Given problem — Copy each of the records below word for word, keeping every line unchanged.

Entries provided —
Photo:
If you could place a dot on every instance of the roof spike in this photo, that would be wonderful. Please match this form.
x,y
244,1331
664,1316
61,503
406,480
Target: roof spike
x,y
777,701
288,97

Solution for this exercise —
Photo:
If you could place a dot on every instance of the roof spike in this photo, that would be wonderful. Please match this form.
x,y
244,1331
664,1316
61,503
406,480
Target: roof spike
x,y
777,701
288,97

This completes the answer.